» **What you will do**: Reproduce the listing below word for word, with no pictures.

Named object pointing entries
◆ ◆ ◆ ◆

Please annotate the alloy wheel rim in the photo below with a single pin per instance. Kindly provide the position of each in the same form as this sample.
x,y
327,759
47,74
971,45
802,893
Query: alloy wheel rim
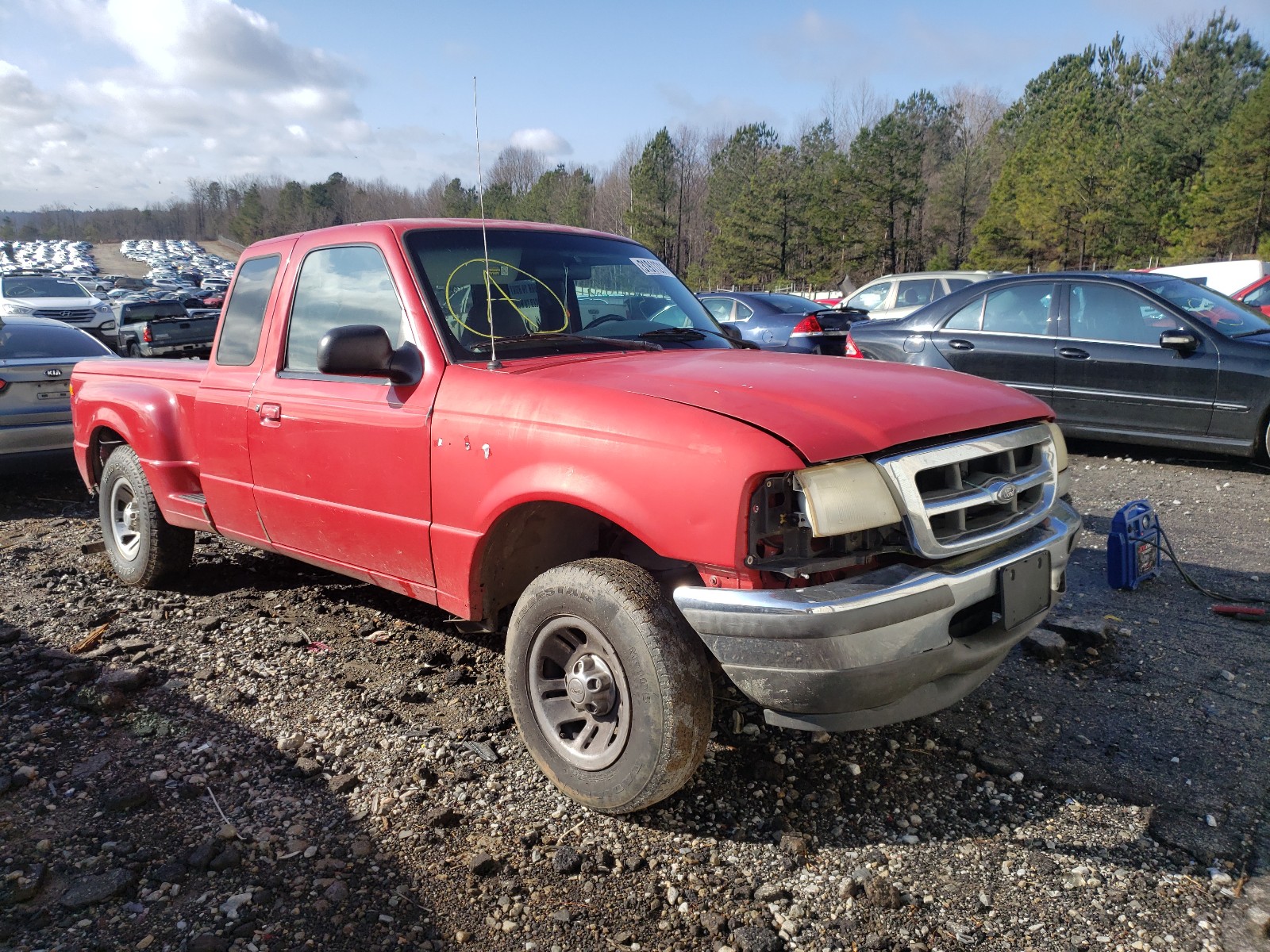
x,y
125,520
578,692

◆ ◆ ◆ ◆

» **Task result**:
Please annotate the alloy wheel rim in the photo below with a single pin per instance. Kindly provide the position of each in the same form as this sample.
x,y
327,759
47,74
971,45
802,893
Query: alloy wheel rim
x,y
125,520
578,692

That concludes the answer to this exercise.